**STATED TASK:** Can you update the lines below, from the line with "Trace the outline of every instance of the tailgate." up to and including the line with "M 404 161 L", so that "background" becomes "exterior", and return only those lines with everything else unchanged?

· · · · · · ·

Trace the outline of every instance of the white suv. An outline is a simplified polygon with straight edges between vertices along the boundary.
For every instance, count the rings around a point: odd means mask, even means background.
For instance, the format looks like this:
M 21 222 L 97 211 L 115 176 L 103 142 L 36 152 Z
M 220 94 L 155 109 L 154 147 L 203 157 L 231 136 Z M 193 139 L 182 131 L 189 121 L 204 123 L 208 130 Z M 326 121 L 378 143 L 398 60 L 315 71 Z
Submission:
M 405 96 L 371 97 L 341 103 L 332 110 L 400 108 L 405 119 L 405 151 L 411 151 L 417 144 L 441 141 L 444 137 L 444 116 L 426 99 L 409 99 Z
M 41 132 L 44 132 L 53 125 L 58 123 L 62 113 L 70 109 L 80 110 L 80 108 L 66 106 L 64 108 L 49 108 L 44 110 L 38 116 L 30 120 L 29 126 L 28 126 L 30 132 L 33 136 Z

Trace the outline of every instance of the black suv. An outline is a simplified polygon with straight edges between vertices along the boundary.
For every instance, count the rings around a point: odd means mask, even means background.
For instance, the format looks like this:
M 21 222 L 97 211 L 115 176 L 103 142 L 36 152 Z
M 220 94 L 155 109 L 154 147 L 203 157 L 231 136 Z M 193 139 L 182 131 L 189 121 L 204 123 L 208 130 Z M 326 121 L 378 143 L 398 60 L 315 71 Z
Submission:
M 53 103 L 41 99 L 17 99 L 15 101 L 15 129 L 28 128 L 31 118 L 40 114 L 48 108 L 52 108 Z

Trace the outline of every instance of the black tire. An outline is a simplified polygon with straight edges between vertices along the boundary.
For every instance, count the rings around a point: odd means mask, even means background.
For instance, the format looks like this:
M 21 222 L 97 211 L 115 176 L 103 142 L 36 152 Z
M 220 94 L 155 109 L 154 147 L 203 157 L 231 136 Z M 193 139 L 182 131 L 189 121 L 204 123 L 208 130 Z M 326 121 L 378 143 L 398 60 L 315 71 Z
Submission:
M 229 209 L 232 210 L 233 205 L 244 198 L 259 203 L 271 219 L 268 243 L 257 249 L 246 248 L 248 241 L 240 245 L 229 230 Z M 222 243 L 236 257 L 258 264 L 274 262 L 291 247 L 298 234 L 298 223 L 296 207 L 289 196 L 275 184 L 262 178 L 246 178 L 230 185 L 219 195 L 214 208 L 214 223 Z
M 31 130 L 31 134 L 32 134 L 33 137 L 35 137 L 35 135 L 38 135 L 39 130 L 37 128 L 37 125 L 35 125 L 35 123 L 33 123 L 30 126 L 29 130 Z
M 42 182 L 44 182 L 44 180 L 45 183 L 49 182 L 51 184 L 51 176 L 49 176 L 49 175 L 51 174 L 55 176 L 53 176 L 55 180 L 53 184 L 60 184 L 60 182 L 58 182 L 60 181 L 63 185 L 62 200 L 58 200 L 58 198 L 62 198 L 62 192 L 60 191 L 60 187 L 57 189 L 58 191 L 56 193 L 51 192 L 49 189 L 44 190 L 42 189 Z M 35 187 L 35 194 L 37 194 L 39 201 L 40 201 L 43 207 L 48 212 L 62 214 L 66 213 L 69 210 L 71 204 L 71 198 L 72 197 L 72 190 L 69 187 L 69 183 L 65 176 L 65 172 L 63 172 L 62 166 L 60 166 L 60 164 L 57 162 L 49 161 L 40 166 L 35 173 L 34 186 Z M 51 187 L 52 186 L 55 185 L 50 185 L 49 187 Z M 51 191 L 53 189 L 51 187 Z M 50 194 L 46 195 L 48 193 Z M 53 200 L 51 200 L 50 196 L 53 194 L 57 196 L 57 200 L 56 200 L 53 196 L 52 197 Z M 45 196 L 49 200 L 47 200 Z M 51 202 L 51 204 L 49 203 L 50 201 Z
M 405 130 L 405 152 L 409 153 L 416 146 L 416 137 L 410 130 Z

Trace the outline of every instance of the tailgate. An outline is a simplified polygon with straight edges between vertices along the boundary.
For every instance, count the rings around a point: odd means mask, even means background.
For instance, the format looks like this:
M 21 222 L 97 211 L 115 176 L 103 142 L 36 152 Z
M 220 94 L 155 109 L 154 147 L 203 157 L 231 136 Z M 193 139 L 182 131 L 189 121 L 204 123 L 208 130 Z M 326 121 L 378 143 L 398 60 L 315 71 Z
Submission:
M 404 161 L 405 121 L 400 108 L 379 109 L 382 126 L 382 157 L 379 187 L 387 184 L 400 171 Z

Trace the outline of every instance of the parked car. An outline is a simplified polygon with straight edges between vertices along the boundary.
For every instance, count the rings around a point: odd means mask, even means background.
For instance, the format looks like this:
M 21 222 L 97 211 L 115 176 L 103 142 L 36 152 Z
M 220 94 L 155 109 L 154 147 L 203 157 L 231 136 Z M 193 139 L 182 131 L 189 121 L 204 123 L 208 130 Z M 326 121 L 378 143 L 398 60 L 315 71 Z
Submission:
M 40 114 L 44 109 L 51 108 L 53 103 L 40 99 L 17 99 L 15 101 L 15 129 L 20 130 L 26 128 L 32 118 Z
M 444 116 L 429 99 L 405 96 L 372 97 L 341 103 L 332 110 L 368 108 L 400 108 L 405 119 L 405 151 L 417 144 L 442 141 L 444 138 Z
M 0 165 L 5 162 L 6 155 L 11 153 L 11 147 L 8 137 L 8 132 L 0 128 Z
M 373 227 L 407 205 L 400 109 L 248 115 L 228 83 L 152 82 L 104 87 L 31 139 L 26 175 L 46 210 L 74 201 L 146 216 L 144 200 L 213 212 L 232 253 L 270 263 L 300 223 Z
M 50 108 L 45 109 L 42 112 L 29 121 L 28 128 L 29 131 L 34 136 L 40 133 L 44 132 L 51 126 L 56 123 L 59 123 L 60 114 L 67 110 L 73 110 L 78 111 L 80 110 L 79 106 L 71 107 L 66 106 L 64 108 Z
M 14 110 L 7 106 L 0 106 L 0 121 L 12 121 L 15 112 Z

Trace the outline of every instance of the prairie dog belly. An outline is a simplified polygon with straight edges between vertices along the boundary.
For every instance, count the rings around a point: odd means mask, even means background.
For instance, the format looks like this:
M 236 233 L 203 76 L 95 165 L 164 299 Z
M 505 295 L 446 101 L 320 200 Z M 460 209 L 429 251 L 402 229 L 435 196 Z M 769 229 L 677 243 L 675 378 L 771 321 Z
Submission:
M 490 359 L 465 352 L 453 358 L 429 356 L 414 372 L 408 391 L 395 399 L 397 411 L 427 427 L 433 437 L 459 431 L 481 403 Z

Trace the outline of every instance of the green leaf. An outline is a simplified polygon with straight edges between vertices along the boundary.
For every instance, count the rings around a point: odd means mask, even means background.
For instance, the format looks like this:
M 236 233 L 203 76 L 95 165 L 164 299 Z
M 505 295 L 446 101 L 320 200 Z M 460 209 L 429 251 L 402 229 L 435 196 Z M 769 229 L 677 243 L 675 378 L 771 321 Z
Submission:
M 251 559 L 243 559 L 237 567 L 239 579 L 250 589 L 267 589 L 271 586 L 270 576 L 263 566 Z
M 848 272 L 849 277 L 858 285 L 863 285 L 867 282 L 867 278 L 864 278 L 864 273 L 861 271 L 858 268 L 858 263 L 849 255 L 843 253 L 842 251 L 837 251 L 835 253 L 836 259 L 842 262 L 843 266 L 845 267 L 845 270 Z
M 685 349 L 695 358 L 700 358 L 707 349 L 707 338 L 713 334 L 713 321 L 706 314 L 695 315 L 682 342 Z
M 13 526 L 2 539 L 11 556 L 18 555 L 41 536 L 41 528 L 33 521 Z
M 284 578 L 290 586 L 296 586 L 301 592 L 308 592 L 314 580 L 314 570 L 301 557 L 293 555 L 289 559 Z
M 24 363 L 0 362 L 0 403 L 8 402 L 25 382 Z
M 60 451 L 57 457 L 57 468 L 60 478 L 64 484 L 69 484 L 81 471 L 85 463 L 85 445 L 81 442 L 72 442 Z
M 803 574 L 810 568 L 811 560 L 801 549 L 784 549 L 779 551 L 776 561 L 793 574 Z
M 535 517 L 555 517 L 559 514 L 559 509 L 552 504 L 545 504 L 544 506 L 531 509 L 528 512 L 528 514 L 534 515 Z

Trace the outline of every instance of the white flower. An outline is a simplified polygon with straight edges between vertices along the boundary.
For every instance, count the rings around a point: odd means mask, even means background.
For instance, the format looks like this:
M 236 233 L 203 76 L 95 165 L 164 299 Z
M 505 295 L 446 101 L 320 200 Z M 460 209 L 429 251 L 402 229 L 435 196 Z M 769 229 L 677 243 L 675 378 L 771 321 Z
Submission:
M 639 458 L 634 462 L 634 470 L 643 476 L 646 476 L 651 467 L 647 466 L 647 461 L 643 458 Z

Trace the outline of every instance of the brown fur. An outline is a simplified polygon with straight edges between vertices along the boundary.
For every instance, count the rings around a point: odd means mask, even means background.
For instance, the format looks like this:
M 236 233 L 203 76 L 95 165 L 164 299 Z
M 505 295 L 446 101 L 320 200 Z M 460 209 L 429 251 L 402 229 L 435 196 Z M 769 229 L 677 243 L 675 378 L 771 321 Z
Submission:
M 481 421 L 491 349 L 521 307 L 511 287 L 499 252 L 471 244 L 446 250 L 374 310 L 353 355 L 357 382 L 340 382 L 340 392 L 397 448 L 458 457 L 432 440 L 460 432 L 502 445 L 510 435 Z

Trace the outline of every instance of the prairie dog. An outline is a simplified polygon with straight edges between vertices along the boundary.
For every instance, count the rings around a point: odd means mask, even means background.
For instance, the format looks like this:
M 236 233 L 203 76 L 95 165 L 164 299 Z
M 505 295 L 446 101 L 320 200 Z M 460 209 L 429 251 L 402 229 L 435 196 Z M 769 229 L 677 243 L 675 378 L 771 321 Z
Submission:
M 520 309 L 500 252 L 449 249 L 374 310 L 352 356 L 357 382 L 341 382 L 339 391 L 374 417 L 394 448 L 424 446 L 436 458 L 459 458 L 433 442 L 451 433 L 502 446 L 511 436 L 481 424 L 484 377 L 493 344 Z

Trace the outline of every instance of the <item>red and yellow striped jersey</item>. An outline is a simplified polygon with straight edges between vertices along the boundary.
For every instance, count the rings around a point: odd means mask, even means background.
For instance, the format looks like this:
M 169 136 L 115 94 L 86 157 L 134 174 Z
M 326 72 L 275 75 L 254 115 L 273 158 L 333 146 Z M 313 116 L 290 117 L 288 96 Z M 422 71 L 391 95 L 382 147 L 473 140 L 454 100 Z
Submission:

· · · · · · ·

**EXPECTED OUTPUT:**
Trace the outline of every instance of the tailgate. An outline is a simplified polygon with straight edges between vertices along the boundary.
For every instance, count the rings around a point: odd means mask, even means exterior.
For instance, the format looks like this:
M 21 222 L 97 211 L 115 176 L 103 142 L 36 152 Z
M 220 94 L 155 109 L 154 147 L 203 157 L 231 136 Z M 193 139 L 182 131 L 189 121 L 204 123 L 208 130 Z M 326 121 L 378 143 L 398 60 L 315 71 Z
Submission:
M 404 161 L 405 121 L 400 108 L 379 109 L 382 126 L 382 157 L 379 187 L 387 184 L 400 171 Z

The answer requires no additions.